▶ WHAT IS NEEDED: Convert the records below into a JSON list of strings with one string per line, leaving out blank lines. Start with the line containing "point: man in" and continue through the end of the records.
::: RECORDS PROVIDED
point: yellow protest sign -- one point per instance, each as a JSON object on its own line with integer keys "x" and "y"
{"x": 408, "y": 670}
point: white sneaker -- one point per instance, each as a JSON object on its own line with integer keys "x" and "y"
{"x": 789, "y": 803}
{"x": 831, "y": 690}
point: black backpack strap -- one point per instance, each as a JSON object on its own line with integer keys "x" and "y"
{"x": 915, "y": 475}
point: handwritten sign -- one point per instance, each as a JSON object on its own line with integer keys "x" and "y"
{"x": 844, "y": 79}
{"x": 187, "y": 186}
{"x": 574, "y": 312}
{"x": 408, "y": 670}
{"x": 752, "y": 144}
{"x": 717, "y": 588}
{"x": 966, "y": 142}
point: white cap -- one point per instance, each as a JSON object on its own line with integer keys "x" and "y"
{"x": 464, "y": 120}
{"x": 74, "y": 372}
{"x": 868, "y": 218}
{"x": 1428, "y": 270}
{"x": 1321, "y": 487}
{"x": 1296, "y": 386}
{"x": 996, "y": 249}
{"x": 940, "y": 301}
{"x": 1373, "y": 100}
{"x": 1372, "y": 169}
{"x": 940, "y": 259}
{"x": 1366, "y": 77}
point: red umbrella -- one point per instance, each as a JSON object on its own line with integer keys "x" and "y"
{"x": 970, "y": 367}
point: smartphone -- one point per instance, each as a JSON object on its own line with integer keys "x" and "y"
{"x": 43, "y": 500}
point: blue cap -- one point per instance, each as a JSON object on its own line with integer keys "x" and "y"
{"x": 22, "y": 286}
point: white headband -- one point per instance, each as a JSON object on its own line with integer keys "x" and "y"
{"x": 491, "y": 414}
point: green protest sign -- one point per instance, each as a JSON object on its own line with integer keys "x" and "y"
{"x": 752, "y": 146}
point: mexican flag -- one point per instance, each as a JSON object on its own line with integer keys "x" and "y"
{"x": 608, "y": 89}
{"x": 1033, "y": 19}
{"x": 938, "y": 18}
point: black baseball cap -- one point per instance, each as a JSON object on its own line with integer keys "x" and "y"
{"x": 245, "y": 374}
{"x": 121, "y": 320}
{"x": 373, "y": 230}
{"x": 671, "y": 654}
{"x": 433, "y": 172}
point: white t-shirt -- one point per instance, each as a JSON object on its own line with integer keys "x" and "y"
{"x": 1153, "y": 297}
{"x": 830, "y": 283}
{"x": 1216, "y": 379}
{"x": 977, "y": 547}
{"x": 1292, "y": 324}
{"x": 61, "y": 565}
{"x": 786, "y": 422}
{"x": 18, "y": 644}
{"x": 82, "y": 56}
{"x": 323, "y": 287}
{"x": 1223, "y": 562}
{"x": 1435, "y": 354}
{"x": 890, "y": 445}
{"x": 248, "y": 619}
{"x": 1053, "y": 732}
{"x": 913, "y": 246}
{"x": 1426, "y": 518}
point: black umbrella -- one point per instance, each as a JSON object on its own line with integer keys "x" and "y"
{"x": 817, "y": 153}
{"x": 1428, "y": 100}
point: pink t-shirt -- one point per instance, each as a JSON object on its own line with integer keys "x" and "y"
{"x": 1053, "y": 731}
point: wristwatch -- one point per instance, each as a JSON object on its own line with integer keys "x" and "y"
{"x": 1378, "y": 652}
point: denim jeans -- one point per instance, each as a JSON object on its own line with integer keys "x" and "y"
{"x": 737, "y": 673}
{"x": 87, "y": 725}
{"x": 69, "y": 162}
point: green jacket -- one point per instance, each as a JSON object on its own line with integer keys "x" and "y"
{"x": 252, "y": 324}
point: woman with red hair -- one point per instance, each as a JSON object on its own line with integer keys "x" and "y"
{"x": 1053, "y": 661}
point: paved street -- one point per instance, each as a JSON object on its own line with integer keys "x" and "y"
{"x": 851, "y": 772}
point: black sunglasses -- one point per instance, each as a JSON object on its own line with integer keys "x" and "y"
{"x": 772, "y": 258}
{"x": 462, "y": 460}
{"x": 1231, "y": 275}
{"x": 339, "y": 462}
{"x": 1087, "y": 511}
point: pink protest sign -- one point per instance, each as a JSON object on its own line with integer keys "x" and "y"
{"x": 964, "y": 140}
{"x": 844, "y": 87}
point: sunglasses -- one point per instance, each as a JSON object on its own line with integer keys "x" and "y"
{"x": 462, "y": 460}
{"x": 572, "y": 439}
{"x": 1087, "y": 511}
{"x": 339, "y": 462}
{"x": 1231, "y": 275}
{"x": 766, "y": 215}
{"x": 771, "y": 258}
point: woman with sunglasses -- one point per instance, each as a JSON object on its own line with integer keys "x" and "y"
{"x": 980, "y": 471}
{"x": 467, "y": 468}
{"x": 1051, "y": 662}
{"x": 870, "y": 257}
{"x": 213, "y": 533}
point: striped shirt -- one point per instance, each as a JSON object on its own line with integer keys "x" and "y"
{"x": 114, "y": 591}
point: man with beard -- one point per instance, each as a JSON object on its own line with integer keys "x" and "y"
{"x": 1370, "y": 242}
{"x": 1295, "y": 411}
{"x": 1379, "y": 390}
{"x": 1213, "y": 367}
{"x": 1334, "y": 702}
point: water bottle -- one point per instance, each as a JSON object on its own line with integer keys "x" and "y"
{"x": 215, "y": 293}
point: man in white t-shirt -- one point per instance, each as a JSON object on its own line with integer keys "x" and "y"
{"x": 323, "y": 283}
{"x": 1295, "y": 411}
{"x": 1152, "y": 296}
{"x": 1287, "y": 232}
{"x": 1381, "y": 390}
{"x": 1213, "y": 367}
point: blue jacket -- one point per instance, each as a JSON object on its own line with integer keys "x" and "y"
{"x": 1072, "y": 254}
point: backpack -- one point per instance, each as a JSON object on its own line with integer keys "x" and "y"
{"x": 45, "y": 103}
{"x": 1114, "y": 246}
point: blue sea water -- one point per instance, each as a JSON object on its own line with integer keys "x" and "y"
::::::
▶ WRITTEN SOLUTION:
[
  "point: man in white t-shirt -- one point per instance, each as a JSON object on its own line with integer keys \"x\" and \"y\"",
  "{\"x\": 323, \"y\": 283}",
  "{\"x\": 1295, \"y\": 411}",
  "{\"x\": 1152, \"y\": 296}",
  "{\"x\": 1287, \"y\": 232}",
  "{\"x\": 1381, \"y\": 390}",
  "{\"x\": 1213, \"y\": 367}",
  "point: blue jacket -- one point per instance, each as a JSON object on its own line with integer keys \"x\" and \"y\"",
  "{\"x\": 1072, \"y\": 254}",
  "point: backpack -- one point per instance, each as a JSON object on its own line with integer keys \"x\" and \"y\"",
  "{\"x\": 45, \"y\": 103}",
  "{\"x\": 1114, \"y\": 246}",
  "point: blue sea water -- one point per instance, each as a JSON object on its own line with integer keys \"x\" and \"y\""
]